▶ _PROVIDED PASSAGE_:
No public, no democratic society allows their governments to tax them without representation, to levy taxes on them without doing it in public with a democratic vote. That's what that ruling by the Supreme Court of Canada was all about. They said: "You are using your regulatory power to essentially impose a tax by simply calling it a fee. That's illegal." I use the word "illegal" advisedly. That's what the court said, "You cannot do that." So the government was forced to bring in a piece of legislation so that instead of it being a fee, it's a tax.

The reason I raise this is because exactly the same thing is happening with property taxes. My business friends don't all understand this, but when you look at your business property tax bill, about 60% of all business property taxes go to education. That tax is set not by a school board, not by a municipality, not by the Legislature; it's set by the cabinet. For residences, about a quarter of your property tax goes to education, and that's set by regulation.

In my opinion, this is extremely important. Here is the government of Ontario, by regulation, in privacy, in secrecy, setting $5.5 billion of revenue without the public having any input into it. There is no opportunity to debate it. We, the elected officials, have no chance to see it. It is done secretly in the cabinet by regulation and then simply becomes a decree. It is, frankly, wrong. For the life of me, I don't understand why the Conservative backbench allow this.

If you were in opposition and any government tried to say, "We are going to set taxes to raise $5.5 billion, we're going to do it by regulation, we're going to do it in privacy and we're not going to allow you to vote on it," in my opinion, you'd be in revolt. But because, for whatever reason, you're in government and the cabinet has told you you're going to have to just keep quiet on it, you're prepared to allow the cabinet to set $5.5 billion worth of revenue by regulation.

To me it is fundamentally wrong. For the life of me, I don't understand why the Conservative backbench has not revolted on it. In my opinion, it is only a matter of time before the courts will say: "This is obscene. You can't be setting taxes like that." We all know about the Boston Tea Party, we all know -

Mr Gilchrist: Why didn't you guys do it, then?

2000

Mr Phillips: Mr Gilchrist is barracking away again, but I'll tell you, if you were in opposition, you would never set $5.5 billion of taxes by decree. You may like it now because you've got the hammer and you've got the power. You can do it, but it's wrong. Someday you'll be in opposition, that's just the way the system works, and you'll find out that in your grab for power - Harris wants complete control of education, all aspects of it. He wants to tell every school board exactly how many pennies they can spend, and he controls 100% their budgets. He tells the councils: "You go raise me $5.5 billion of property taxes and I'll tell you exactly how much I want. I won't let you see how I arrive at that. I won't let you see a vote here, but that's what's going to happen."

Maybe we'll be saved by the courts. It was called Bill 160. We said it was obscene. There isn't anything more fundamental than the public having a right to see in full public view a decision on how they're going to be taxed. Nothing is more fundamental than a public debate and a public vote on taxes. But on the $5.5 billion - it's the fourth-largest source of revenue in the province - we never get a chance to even discuss it here. If you want to talk about taxes, about having a say in taxes and about hard-working people having the right to understand how their taxes are set, nothing could be more fundamental than this.

▶ _LISTED ENTRIES_:
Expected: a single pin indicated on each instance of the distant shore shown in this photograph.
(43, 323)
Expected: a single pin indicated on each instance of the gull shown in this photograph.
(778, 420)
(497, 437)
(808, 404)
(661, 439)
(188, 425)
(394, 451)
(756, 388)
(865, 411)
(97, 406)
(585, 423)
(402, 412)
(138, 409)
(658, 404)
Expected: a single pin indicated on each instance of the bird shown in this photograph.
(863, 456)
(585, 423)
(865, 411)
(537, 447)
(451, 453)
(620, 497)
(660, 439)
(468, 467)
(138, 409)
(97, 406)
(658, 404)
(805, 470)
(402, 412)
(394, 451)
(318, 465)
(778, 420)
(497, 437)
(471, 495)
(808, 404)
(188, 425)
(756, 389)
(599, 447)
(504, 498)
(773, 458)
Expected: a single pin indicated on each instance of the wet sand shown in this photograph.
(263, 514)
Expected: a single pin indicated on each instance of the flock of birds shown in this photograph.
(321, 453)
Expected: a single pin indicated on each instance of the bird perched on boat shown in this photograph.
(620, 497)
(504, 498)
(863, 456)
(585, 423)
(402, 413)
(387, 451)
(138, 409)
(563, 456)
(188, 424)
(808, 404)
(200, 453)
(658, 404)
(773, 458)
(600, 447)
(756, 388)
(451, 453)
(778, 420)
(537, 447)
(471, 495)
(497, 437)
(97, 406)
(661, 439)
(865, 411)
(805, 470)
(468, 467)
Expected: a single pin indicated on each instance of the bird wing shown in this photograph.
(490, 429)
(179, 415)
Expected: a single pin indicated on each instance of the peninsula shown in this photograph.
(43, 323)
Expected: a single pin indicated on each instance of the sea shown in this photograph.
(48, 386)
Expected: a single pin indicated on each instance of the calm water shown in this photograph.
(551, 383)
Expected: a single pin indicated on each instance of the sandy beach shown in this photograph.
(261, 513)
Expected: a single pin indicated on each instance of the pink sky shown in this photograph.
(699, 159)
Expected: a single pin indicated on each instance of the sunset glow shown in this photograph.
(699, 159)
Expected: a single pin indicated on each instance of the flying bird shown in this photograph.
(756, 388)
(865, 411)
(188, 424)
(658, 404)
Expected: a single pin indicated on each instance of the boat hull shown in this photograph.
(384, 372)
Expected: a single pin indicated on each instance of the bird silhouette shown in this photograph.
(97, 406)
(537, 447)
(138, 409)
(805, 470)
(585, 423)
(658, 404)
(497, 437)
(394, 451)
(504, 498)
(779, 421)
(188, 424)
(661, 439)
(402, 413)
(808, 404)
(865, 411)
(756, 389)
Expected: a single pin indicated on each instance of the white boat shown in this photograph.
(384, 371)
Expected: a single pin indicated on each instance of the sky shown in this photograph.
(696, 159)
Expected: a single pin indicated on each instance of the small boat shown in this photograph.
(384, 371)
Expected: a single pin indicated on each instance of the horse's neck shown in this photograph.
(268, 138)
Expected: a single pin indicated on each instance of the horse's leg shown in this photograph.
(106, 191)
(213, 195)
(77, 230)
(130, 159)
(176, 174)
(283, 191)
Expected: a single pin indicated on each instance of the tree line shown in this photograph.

▶ _TASK TO CARRY OUT_: Pick up the legislative debate over education property taxes set by cabinet regulation and carry it on from its final sentence.

▶ _ANSWER TO THIS PROBLEM_:
We are dealing tonight with this probate issue, with the estate fees, because the courts stepped in and said, "We're going to stop governments from abusing their powers." That's essentially what they said: "We are not going to let you raise taxes by calling something a fee and get away with not dealing with this in public." The probate fee issue is a major part of this bill and it raises significant questions elsewhere.

I want to talk a little bit about the child care supplement. This area is designed in its crassest terms. All of us are anxious for working families to have better access to child care. I'm a grandfather. Our daughter has a four-year-old son for whom they need child care, and it's a struggle. It's always a struggle with any young family, getting them to the child care and then to school and all those sorts of things. It's a significant challenge and I'm anxious to support measures that help to improve it.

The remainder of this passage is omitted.